Text section: Begin
Common practice for studies isolating the independent effect of a particular physiological factor (e.g., age) on thermoregulation during exercise is to match groups for peak oxygen uptake ($\dot{\mathrm{V}}{\mathrm{O}}_{\mathrm{2}\mathrm{p}\mathrm{e}\mathrm{a}\mathrm{k}}$) and/or prescribe exercise using relative workloads [14, 25, 39, 40, 48, 72]. The rationale to use such a protocol is based on the original findings of Saltin and Hermansen [73], who demonstrated that exercise at the same %$\dot{\mathrm{V}}{\mathrm{O}}_{\mathrm{2}\mathrm{p}\mathrm{e}\mathrm{a}\mathrm{k}}$ yielded similar core body temperature responses in young healthy individuals, irrespective of aerobic capacity. Later in 1989, Greenhaff [74] also reported smaller changes in core body temperature during exercise at a fixed absolute intensity in young fit ($\dot{\mathrm{V}}{\mathrm{O}}_{\mathrm{2}\mathrm{p}\mathrm{e}\mathrm{a}\mathrm{k}}$: 60-65 ml/min/kg) compared to unfit ($\dot{\mathrm{V}}{\mathrm{O}}_{\mathrm{2}\mathrm{p}\mathrm{e}\mathrm{a}\mathrm{k}}$: 40-45 ml/min/kg) individuals. Similar findings were further observed by Fritzche and Coyle [75] and Gant et al. [76] during exercise at a fixed %$\dot{\mathrm{V}}{\mathrm{O}}_{\mathrm{2}\mathrm{p}\mathrm{e}\mathrm{a}\mathrm{k}}$ in a similar climate (~23°C). Collectively, these findings have led to the long-held notion that interindividual variability in core body temperature regulation during exercise is eliminated when the exercise intensity is expressed as a %$\dot{\mathrm{V}}{\mathrm{O}}_{\mathrm{2}\mathrm{p}\mathrm{e}\mathrm{a}\mathrm{k}}$ [77].
Text section: End
According to the passage on thermoregulation during exercise, why do studies isolating a single physiological factor match groups for peak oxygen uptake or prescribe exercise at relative workloads? Answer in one to three sentences.
Records provided: Begin
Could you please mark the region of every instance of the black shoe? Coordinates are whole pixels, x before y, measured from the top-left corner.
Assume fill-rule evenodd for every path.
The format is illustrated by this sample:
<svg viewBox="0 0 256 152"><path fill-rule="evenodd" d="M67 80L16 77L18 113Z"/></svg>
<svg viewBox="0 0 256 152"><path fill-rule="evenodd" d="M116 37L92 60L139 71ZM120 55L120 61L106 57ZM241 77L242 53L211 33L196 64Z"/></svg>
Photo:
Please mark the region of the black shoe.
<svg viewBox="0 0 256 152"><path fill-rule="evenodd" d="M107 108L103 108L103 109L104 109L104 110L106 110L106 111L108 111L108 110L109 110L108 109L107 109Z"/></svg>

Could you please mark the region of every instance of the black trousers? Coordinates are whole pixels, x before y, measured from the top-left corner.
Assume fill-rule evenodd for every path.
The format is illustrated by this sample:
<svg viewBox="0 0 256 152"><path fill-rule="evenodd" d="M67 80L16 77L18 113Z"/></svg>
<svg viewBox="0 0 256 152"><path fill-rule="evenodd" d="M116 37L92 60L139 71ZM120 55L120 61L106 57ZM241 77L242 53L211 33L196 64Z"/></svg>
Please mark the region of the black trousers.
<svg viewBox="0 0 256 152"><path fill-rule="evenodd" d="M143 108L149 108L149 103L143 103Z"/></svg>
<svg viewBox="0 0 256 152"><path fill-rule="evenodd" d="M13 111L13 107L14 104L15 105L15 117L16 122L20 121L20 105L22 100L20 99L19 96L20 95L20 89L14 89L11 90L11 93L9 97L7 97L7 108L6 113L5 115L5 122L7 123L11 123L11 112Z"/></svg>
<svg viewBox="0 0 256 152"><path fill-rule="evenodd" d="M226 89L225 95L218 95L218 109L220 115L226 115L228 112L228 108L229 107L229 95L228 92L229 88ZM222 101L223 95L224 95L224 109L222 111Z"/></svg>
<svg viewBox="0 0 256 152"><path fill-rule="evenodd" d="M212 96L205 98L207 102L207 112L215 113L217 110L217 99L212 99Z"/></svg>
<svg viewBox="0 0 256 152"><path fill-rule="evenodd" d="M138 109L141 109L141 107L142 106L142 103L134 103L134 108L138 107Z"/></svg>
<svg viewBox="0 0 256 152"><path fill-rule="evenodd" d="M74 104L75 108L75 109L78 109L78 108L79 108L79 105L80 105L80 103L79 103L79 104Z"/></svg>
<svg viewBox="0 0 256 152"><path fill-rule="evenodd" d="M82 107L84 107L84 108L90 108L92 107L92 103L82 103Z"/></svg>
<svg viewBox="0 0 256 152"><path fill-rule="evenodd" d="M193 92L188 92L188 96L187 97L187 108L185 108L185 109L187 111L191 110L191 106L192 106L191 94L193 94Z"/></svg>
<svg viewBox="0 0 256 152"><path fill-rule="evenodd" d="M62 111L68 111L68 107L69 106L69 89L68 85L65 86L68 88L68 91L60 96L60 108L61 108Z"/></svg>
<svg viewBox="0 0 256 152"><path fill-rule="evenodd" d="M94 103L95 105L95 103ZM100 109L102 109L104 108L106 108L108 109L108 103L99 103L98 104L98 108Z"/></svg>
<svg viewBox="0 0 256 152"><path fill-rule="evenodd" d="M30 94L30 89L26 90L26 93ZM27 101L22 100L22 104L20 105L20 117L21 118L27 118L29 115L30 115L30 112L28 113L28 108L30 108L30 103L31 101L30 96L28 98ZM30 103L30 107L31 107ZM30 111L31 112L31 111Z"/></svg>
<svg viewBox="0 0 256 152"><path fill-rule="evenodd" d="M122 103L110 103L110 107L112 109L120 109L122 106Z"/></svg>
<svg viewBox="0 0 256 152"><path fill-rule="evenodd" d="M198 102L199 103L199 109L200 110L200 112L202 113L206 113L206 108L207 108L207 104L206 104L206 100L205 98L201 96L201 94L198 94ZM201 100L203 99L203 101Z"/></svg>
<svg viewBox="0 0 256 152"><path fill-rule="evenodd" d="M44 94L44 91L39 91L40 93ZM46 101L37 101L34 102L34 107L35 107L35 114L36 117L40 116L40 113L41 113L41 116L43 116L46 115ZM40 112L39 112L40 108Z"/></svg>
Records provided: End
▶ _Expected output_
The practice rests on Saltin and Hermansen's finding that exercise at the same percentage of peak oxygen uptake produced similar core body temperature responses in young healthy individuals, regardless of aerobic capacity. Later studies added to this, leading to the long-held notion that expressing intensity as a percentage of peak oxygen uptake eliminates interindividual variability in core temperature regulation during exercise.